What is expected.
From the listing below, copy each line that contains the string "fill", treating uppercase and lowercase as distinct.

Records for processing below:

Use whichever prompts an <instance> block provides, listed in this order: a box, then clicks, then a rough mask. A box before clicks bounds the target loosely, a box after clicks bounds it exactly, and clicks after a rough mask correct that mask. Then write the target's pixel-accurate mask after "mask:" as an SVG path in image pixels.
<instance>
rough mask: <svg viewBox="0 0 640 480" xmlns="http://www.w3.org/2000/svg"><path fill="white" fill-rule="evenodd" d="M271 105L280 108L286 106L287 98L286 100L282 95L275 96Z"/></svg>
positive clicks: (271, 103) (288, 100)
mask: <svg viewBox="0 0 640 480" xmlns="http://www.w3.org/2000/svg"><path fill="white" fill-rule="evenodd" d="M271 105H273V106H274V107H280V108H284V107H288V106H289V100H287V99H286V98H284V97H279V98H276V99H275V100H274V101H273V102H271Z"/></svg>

End of Records for processing.
Records for processing below:

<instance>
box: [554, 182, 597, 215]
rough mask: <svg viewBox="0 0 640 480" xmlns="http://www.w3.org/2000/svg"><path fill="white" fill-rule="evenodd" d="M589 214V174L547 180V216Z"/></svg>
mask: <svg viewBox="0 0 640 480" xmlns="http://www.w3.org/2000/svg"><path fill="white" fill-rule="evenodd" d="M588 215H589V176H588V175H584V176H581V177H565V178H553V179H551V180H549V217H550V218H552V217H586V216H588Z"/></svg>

End of Records for processing.

Answer box.
rough mask: <svg viewBox="0 0 640 480" xmlns="http://www.w3.org/2000/svg"><path fill="white" fill-rule="evenodd" d="M271 105L280 108L286 106L287 98L286 100L282 95L275 96Z"/></svg>
mask: <svg viewBox="0 0 640 480" xmlns="http://www.w3.org/2000/svg"><path fill="white" fill-rule="evenodd" d="M271 105H273V106H274V107H280V108H284V107H288V106H289V100H287V99H286V98H284V97H279V98H276V99H275V100H274V101H273V102H271Z"/></svg>
rough mask: <svg viewBox="0 0 640 480" xmlns="http://www.w3.org/2000/svg"><path fill="white" fill-rule="evenodd" d="M589 214V174L547 180V216Z"/></svg>
mask: <svg viewBox="0 0 640 480" xmlns="http://www.w3.org/2000/svg"><path fill="white" fill-rule="evenodd" d="M588 215H589V176H588V175H584V176H581V177H565V178H553V179H551V180H549V217H550V218H552V217H586V216H588Z"/></svg>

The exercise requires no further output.